#### The task:
Starting at the first line of the records and ending at the line that contains "195 23 L 187", recast those lines as a JSON list of strings with one string for each line and no blank lines.

Outline annotation records
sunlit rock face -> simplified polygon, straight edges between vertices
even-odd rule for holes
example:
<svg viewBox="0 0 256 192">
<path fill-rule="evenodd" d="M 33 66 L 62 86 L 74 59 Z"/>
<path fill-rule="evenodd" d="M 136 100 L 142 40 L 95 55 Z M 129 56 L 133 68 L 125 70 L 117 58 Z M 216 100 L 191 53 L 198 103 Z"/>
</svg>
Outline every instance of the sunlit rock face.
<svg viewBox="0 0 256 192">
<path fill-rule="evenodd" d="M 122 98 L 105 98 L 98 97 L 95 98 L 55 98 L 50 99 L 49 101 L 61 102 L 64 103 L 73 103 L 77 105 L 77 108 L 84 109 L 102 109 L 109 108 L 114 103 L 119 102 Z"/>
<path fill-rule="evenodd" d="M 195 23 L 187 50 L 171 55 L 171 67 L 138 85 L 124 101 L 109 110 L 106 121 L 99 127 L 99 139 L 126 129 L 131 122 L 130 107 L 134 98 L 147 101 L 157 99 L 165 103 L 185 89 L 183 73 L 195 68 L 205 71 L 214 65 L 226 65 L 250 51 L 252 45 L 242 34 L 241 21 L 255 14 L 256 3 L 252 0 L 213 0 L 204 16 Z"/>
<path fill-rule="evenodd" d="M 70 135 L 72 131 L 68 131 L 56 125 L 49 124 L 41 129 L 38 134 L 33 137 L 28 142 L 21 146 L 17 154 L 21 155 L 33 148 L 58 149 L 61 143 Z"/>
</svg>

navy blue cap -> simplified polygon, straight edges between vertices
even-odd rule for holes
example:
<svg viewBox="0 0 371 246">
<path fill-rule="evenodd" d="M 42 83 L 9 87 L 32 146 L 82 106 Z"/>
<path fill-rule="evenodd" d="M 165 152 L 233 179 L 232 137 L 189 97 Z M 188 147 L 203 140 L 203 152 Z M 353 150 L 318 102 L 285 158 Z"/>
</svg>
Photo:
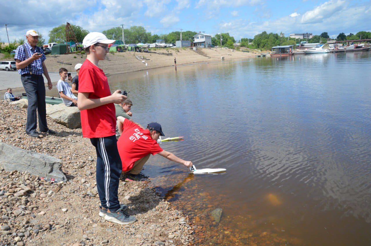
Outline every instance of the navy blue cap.
<svg viewBox="0 0 371 246">
<path fill-rule="evenodd" d="M 155 131 L 157 131 L 160 133 L 161 134 L 161 136 L 164 136 L 165 134 L 164 134 L 164 133 L 162 132 L 162 129 L 161 128 L 161 125 L 158 124 L 157 122 L 152 122 L 152 123 L 150 123 L 147 126 L 147 127 L 150 129 L 151 130 L 154 130 Z"/>
</svg>

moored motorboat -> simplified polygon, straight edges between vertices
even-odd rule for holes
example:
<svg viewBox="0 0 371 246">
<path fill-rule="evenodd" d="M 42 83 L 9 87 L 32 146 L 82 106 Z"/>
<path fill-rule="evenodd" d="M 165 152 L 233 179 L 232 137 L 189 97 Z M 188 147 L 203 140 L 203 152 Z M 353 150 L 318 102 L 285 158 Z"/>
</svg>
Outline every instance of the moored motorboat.
<svg viewBox="0 0 371 246">
<path fill-rule="evenodd" d="M 319 54 L 321 53 L 328 53 L 328 50 L 323 48 L 324 44 L 317 44 L 314 48 L 308 49 L 304 51 L 305 54 Z"/>
<path fill-rule="evenodd" d="M 25 93 L 22 93 L 22 98 L 27 99 L 27 95 Z M 51 104 L 53 105 L 55 104 L 62 103 L 63 102 L 62 99 L 60 97 L 45 97 L 45 103 Z"/>
<path fill-rule="evenodd" d="M 346 50 L 347 52 L 352 51 L 364 51 L 368 50 L 370 48 L 370 47 L 365 47 L 364 44 L 352 44 L 347 47 Z"/>
</svg>

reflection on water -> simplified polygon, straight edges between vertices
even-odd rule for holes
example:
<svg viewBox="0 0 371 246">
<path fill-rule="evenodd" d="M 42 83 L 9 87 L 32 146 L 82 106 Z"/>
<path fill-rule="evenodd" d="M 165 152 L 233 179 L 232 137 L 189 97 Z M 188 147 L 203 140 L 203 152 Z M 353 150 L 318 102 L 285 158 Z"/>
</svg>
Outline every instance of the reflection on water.
<svg viewBox="0 0 371 246">
<path fill-rule="evenodd" d="M 312 54 L 109 79 L 131 92 L 134 120 L 184 136 L 165 150 L 227 169 L 194 176 L 160 157 L 146 164 L 152 185 L 200 227 L 199 244 L 369 245 L 370 65 L 370 52 Z"/>
</svg>

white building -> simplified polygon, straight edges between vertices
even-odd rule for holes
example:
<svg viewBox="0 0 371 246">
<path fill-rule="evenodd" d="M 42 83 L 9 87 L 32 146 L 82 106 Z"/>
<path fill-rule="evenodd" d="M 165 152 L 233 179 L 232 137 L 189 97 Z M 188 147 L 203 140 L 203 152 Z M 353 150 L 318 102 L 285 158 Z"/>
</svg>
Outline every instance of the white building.
<svg viewBox="0 0 371 246">
<path fill-rule="evenodd" d="M 295 39 L 311 39 L 313 36 L 312 33 L 291 33 L 290 34 L 290 37 L 293 37 Z"/>
<path fill-rule="evenodd" d="M 213 35 L 201 32 L 193 36 L 193 46 L 198 48 L 205 48 L 211 45 L 211 37 Z"/>
</svg>

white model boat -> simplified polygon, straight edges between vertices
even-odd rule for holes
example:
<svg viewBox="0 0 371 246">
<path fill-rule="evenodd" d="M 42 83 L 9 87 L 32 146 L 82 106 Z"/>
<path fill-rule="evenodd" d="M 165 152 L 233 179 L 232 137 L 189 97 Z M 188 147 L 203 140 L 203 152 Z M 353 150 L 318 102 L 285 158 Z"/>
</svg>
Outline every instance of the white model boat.
<svg viewBox="0 0 371 246">
<path fill-rule="evenodd" d="M 305 54 L 317 54 L 320 53 L 328 53 L 328 50 L 323 49 L 324 44 L 317 44 L 314 48 L 308 49 L 304 51 Z"/>
</svg>

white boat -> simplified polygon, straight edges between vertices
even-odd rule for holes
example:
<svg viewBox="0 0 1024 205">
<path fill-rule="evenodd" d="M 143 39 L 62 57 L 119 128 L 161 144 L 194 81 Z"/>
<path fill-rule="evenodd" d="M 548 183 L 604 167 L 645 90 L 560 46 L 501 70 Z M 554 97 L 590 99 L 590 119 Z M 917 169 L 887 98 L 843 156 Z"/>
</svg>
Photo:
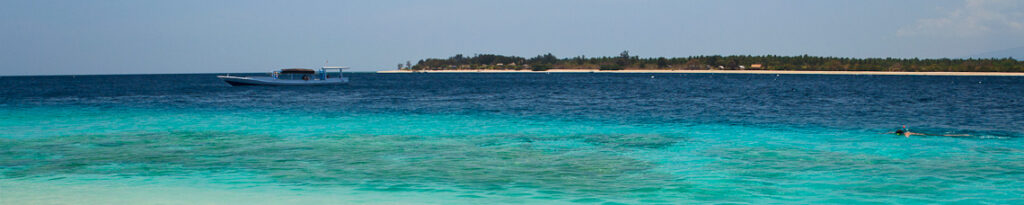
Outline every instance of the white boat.
<svg viewBox="0 0 1024 205">
<path fill-rule="evenodd" d="M 342 75 L 347 67 L 323 67 L 319 72 L 312 69 L 282 69 L 270 76 L 217 76 L 232 86 L 243 85 L 334 85 L 348 83 L 348 78 Z M 328 71 L 338 70 L 334 76 Z"/>
</svg>

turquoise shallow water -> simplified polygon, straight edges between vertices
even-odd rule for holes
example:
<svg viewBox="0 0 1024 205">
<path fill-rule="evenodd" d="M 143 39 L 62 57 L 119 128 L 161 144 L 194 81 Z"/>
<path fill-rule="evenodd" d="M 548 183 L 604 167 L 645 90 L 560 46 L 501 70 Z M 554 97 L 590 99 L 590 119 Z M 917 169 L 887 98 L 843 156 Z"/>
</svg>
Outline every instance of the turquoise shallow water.
<svg viewBox="0 0 1024 205">
<path fill-rule="evenodd" d="M 221 91 L 296 92 L 242 89 Z M 925 128 L 969 137 L 907 138 L 858 116 L 737 120 L 743 110 L 713 118 L 572 95 L 531 109 L 487 90 L 418 106 L 395 93 L 312 99 L 335 109 L 284 95 L 69 92 L 0 106 L 3 204 L 1024 203 L 1020 130 L 992 125 L 1018 123 L 1006 121 L 1016 110 Z M 805 109 L 850 112 L 822 107 Z M 804 118 L 765 120 L 791 115 Z"/>
</svg>

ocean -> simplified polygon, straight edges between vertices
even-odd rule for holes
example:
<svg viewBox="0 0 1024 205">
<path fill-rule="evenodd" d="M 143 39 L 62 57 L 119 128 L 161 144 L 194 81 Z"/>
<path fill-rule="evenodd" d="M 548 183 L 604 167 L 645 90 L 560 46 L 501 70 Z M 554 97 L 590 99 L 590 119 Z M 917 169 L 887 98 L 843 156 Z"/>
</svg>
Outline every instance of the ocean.
<svg viewBox="0 0 1024 205">
<path fill-rule="evenodd" d="M 1024 204 L 1022 77 L 347 76 L 0 77 L 0 204 Z"/>
</svg>

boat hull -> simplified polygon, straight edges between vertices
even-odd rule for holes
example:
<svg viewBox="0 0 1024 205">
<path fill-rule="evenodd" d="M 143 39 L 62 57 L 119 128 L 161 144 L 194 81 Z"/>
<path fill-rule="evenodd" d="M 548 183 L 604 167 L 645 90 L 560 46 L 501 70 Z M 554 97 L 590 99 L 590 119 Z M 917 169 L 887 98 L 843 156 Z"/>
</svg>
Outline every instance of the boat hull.
<svg viewBox="0 0 1024 205">
<path fill-rule="evenodd" d="M 270 77 L 239 77 L 217 76 L 231 86 L 298 86 L 298 85 L 338 85 L 348 83 L 348 78 L 329 78 L 326 80 L 283 80 Z"/>
</svg>

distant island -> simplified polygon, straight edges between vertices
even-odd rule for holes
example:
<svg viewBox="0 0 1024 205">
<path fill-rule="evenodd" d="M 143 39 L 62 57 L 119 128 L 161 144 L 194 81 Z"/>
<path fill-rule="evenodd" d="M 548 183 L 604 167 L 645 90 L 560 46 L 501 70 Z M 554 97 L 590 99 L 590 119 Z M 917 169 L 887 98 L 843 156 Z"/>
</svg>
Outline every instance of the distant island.
<svg viewBox="0 0 1024 205">
<path fill-rule="evenodd" d="M 403 72 L 442 71 L 793 71 L 793 72 L 997 72 L 1024 73 L 1024 63 L 1005 58 L 854 58 L 834 56 L 698 55 L 640 57 L 623 51 L 618 56 L 559 58 L 551 53 L 535 57 L 499 54 L 457 54 L 426 58 Z"/>
</svg>

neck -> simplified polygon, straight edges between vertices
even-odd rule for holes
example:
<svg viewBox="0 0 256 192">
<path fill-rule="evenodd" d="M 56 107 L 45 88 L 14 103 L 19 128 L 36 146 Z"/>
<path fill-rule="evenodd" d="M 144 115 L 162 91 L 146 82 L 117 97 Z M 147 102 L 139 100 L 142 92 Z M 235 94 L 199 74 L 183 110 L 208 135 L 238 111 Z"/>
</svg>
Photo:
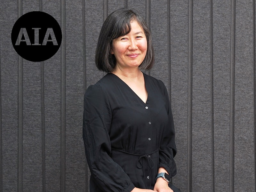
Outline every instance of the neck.
<svg viewBox="0 0 256 192">
<path fill-rule="evenodd" d="M 112 73 L 119 77 L 131 79 L 138 78 L 142 74 L 142 72 L 138 67 L 132 69 L 123 69 L 116 67 Z"/>
</svg>

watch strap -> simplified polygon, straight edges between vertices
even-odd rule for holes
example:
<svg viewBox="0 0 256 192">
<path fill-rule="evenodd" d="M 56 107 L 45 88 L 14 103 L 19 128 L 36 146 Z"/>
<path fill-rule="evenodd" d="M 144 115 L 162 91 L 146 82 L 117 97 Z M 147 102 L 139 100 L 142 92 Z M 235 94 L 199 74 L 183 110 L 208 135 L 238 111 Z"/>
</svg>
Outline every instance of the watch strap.
<svg viewBox="0 0 256 192">
<path fill-rule="evenodd" d="M 156 180 L 159 177 L 162 177 L 168 183 L 171 181 L 171 177 L 169 175 L 164 172 L 159 173 L 156 175 Z"/>
</svg>

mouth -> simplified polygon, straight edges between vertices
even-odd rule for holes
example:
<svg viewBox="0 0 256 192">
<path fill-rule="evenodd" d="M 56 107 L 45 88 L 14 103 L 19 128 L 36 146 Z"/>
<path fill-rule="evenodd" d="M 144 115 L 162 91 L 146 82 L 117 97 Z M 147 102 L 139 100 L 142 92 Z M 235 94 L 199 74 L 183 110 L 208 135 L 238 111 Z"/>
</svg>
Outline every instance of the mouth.
<svg viewBox="0 0 256 192">
<path fill-rule="evenodd" d="M 128 57 L 131 57 L 131 58 L 135 58 L 138 57 L 138 55 L 139 55 L 139 54 L 138 53 L 132 53 L 132 54 L 127 55 Z"/>
</svg>

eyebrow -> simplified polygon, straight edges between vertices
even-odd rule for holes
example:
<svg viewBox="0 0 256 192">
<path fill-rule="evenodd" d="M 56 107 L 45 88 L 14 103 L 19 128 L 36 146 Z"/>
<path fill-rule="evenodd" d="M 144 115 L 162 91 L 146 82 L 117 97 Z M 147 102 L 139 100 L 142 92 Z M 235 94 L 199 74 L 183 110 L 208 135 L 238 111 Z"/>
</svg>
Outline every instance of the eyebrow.
<svg viewBox="0 0 256 192">
<path fill-rule="evenodd" d="M 144 33 L 142 31 L 140 31 L 133 34 L 133 35 L 138 35 L 138 34 L 140 34 L 140 33 Z"/>
</svg>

#### Response to this task:
[
  "sunlit rock face -> simplified polygon, straight edges between vertices",
  "even-odd rule for holes",
  "example:",
  "<svg viewBox=\"0 0 256 192\">",
  "<path fill-rule=\"evenodd\" d=\"M 33 66 L 62 86 L 74 59 Z\"/>",
  "<path fill-rule=\"evenodd\" d=\"M 136 100 L 142 40 L 95 55 Z M 129 56 L 133 68 L 125 70 L 117 58 Z M 216 100 L 191 53 L 198 103 Z\"/>",
  "</svg>",
  "Outline every instance of the sunlit rock face.",
  "<svg viewBox=\"0 0 256 192\">",
  "<path fill-rule=\"evenodd\" d=\"M 122 98 L 105 98 L 98 97 L 95 98 L 55 98 L 50 99 L 49 101 L 61 102 L 64 103 L 73 103 L 77 105 L 77 108 L 84 109 L 102 109 L 109 108 L 114 103 L 119 102 Z\"/>",
  "<path fill-rule=\"evenodd\" d=\"M 195 23 L 187 50 L 171 55 L 171 67 L 138 85 L 124 101 L 109 110 L 106 121 L 99 127 L 99 139 L 126 129 L 131 122 L 130 107 L 134 98 L 147 101 L 157 99 L 165 103 L 185 89 L 183 73 L 195 68 L 205 71 L 214 65 L 226 65 L 250 51 L 252 45 L 242 34 L 241 21 L 255 14 L 256 3 L 252 0 L 213 0 L 204 16 Z\"/>"
]